_EXERCISE OBJECTIVE_
Of the entries below, copy only those lines that contain the word "wall".

_MATERIALS PROVIDED_
# # # # #
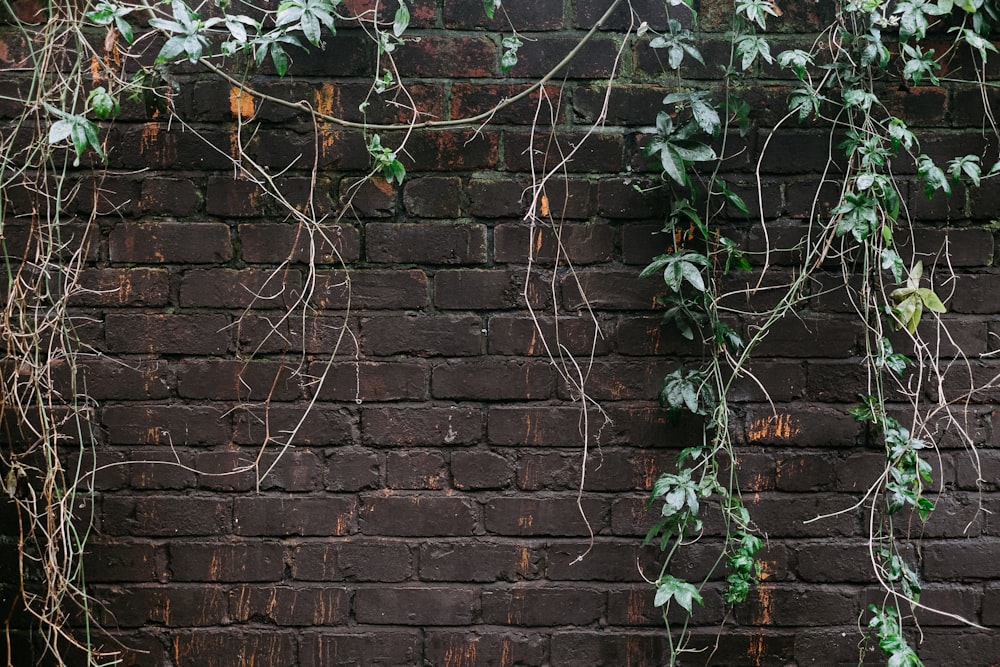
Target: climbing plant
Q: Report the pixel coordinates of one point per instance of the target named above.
(840, 81)
(93, 59)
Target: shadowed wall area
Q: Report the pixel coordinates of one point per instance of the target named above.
(345, 426)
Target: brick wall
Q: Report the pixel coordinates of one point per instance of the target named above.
(427, 513)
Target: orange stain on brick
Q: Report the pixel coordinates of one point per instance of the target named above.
(523, 561)
(781, 427)
(763, 615)
(755, 651)
(150, 136)
(240, 102)
(460, 656)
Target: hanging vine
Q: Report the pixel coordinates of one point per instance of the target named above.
(90, 59)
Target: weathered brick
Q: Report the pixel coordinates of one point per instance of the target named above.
(488, 289)
(518, 335)
(416, 470)
(272, 243)
(222, 562)
(353, 559)
(479, 561)
(386, 381)
(415, 606)
(426, 243)
(170, 242)
(438, 335)
(371, 290)
(293, 515)
(244, 288)
(493, 380)
(286, 605)
(165, 425)
(530, 604)
(433, 197)
(479, 470)
(416, 515)
(214, 648)
(123, 287)
(580, 244)
(351, 470)
(166, 516)
(206, 334)
(225, 379)
(465, 649)
(389, 647)
(550, 516)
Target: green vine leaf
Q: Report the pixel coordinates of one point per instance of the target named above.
(685, 594)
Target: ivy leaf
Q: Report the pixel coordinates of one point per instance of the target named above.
(932, 176)
(685, 594)
(402, 19)
(490, 7)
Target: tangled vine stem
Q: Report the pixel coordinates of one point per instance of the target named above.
(86, 57)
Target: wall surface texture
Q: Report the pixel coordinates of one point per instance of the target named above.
(427, 511)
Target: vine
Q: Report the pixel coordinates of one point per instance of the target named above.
(140, 55)
(839, 82)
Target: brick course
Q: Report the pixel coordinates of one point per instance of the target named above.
(426, 511)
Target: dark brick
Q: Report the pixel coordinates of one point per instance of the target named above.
(530, 604)
(123, 287)
(417, 515)
(469, 649)
(125, 561)
(439, 335)
(391, 647)
(126, 379)
(371, 290)
(580, 244)
(537, 57)
(244, 288)
(526, 15)
(230, 380)
(354, 559)
(167, 334)
(374, 198)
(479, 470)
(497, 198)
(230, 198)
(166, 516)
(433, 197)
(609, 290)
(299, 424)
(174, 606)
(415, 606)
(487, 290)
(295, 515)
(480, 97)
(351, 470)
(169, 196)
(525, 336)
(427, 243)
(576, 153)
(479, 561)
(213, 648)
(416, 470)
(386, 381)
(242, 562)
(548, 426)
(165, 425)
(170, 242)
(493, 380)
(272, 243)
(549, 516)
(286, 605)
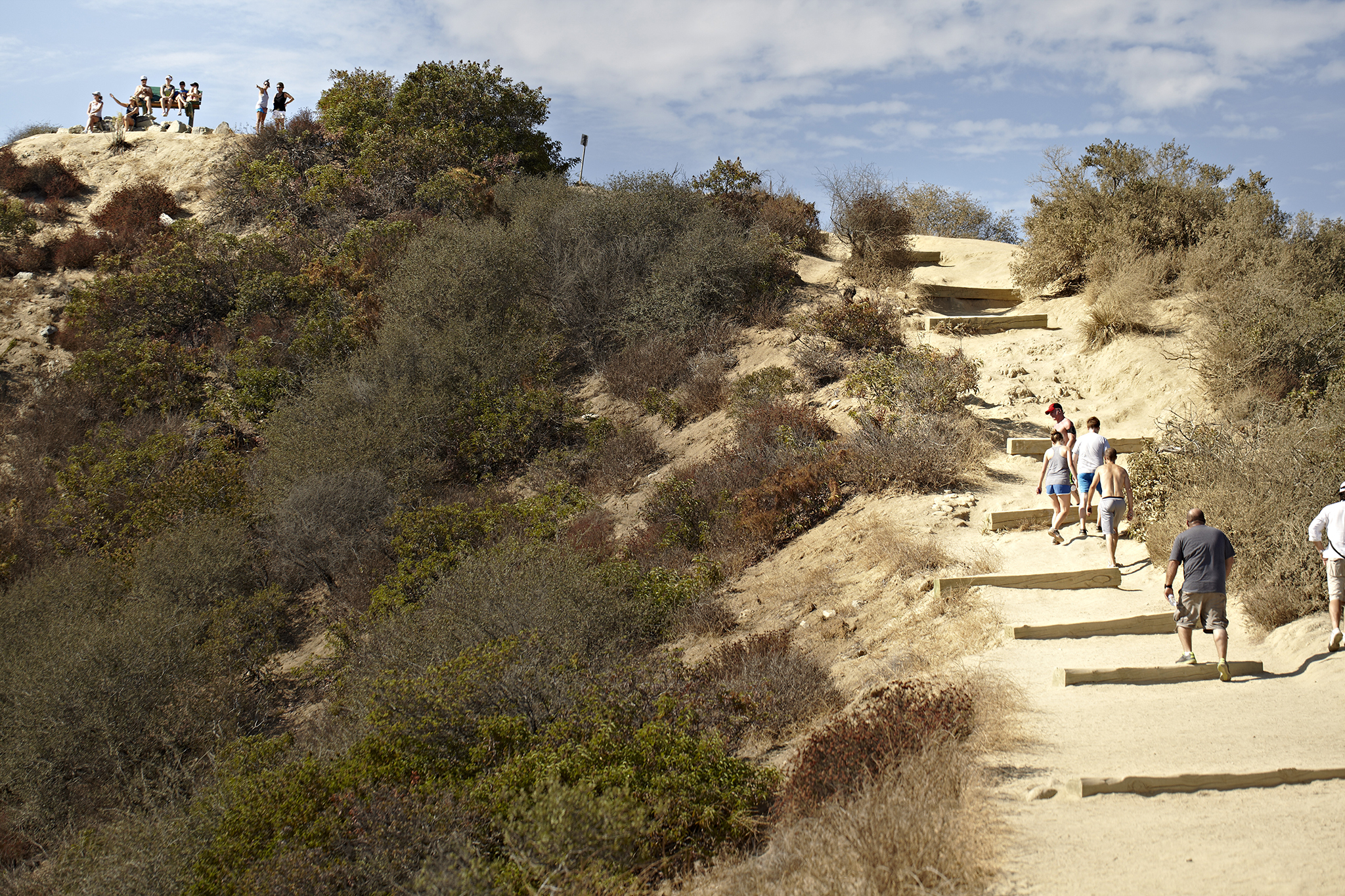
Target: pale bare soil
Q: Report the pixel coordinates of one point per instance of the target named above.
(182, 163)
# # # # #
_RESPONSE TO THE TASK_
Target: shadowed wall area
Target: brick wall
Target: wall surface texture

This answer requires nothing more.